* **PROVIDED TEXT**

The title of Saariaho’s Oi Kuu means “to the moon,” or “for the moon” in her native Finnish. Shields on bass Clarinet and Trevor Fitzpatrick on cello had many call-and-response movements with plentiful reverb to create a massive sense of scope. The clarinet’s multiphonics growled like the call of distant animals in the night. The duo pulled gestures forth from the hazy atmosphere that accumulated through the piece. Like Saariaho’s best work, Oi Kuu is strange yet evocative. The piece was only five minutes long, but it felt like you were listening to the echoes of a deep underground cave, where your sense of time distorts.

Kimberly Osberg composed Slip in forty-eight hours as a challenge from Chatter. She explored multiple meanings of the word, all circling around the essence of the world – things going unexpected ways. With so little time to compose, the music had an immediacy and rawness to it – it’s unpolished, which fits the theme quite well. The piece opens with a multi-timbral chorale that falls off balance, while the main section trades between different rhythmic feels quite rapidly. There was plentiful sound painting, for instance using microtonal glissandi to depict a long fall. The ensemble of Shields, Fitzpatrick, Will Pyle and David Felberg playfully bounced musical ideas between each other. I would love to hear it again to hear more of the subtleties Osberg brought to Slip.

* **GIVEN RECORDS**
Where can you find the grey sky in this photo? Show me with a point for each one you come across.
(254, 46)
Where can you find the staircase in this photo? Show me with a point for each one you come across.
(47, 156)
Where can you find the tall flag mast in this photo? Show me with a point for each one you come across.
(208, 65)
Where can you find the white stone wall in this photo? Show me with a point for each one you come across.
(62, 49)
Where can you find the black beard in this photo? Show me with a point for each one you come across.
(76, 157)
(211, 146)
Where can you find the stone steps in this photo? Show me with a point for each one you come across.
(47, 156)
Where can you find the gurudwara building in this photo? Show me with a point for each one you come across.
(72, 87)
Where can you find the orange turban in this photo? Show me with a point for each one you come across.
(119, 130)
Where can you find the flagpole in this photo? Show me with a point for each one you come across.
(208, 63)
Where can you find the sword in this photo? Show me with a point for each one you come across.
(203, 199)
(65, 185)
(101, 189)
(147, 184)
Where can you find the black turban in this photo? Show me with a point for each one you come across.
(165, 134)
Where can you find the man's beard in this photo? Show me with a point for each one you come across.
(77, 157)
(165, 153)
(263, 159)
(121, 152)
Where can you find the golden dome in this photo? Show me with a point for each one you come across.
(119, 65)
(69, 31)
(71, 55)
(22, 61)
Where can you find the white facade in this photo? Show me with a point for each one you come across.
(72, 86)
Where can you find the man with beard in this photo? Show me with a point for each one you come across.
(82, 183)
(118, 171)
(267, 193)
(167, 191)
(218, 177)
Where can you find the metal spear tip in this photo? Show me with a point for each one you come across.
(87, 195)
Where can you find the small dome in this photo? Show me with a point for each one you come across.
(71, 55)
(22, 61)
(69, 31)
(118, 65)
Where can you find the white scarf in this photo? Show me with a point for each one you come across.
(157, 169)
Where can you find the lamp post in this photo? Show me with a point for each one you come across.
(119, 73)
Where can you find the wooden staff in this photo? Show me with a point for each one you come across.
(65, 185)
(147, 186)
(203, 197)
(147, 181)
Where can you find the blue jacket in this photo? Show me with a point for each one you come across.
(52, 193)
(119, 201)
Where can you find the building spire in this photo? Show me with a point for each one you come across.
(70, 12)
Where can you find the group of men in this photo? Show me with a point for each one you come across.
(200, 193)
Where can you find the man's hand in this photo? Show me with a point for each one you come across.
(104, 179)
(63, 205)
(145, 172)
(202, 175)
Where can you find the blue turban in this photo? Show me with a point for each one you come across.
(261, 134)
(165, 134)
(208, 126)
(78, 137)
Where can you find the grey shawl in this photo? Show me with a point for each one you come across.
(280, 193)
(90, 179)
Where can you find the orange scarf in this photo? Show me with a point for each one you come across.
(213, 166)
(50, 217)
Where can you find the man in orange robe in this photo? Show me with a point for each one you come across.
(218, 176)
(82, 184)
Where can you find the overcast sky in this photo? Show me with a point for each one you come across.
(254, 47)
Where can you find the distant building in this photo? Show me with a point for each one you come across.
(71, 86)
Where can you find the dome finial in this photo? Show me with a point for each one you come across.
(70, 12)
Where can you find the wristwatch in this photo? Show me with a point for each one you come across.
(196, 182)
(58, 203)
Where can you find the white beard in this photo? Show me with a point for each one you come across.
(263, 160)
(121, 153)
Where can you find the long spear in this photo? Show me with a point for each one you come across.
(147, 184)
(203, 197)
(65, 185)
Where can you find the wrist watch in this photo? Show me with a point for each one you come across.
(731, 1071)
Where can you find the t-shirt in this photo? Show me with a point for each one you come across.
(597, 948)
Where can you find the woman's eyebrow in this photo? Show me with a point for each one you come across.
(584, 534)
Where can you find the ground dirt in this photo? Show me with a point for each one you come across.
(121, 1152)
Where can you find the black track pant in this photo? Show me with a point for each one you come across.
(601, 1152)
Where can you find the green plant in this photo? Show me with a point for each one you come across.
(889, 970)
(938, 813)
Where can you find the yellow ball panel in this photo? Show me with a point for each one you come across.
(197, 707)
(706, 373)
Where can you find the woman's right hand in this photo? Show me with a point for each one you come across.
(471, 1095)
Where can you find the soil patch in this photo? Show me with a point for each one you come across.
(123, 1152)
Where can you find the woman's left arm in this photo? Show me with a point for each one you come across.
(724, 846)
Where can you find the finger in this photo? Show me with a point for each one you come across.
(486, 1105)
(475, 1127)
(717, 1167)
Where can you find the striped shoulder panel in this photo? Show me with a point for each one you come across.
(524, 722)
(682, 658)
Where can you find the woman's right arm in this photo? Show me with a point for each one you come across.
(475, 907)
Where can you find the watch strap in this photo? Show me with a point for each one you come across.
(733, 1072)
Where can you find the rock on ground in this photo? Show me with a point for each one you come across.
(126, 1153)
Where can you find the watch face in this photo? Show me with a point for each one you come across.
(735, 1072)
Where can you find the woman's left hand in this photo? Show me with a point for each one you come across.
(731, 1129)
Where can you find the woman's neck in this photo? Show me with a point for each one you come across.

* **WHAT YOU ARE ASKED TO DO**
Copy the concert review from "The title of" up to and including "of time distorts.", swapping "Oi Kuu" for "To the Moon" wherever it appears.

* **THE ANSWER**
The title of Saariaho’s To the Moon means “to the moon,” or “for the moon” in her native Finnish. Shields on bass Clarinet and Trevor Fitzpatrick on cello had many call-and-response movements with plentiful reverb to create a massive sense of scope. The clarinet’s multiphonics growled like the call of distant animals in the night. The duo pulled gestures forth from the hazy atmosphere that accumulated through the piece. Like Saariaho’s best work, To the Moon is strange yet evocative. The piece was only five minutes long, but it felt like you were listening to the echoes of a deep underground cave, where your sense of time distorts.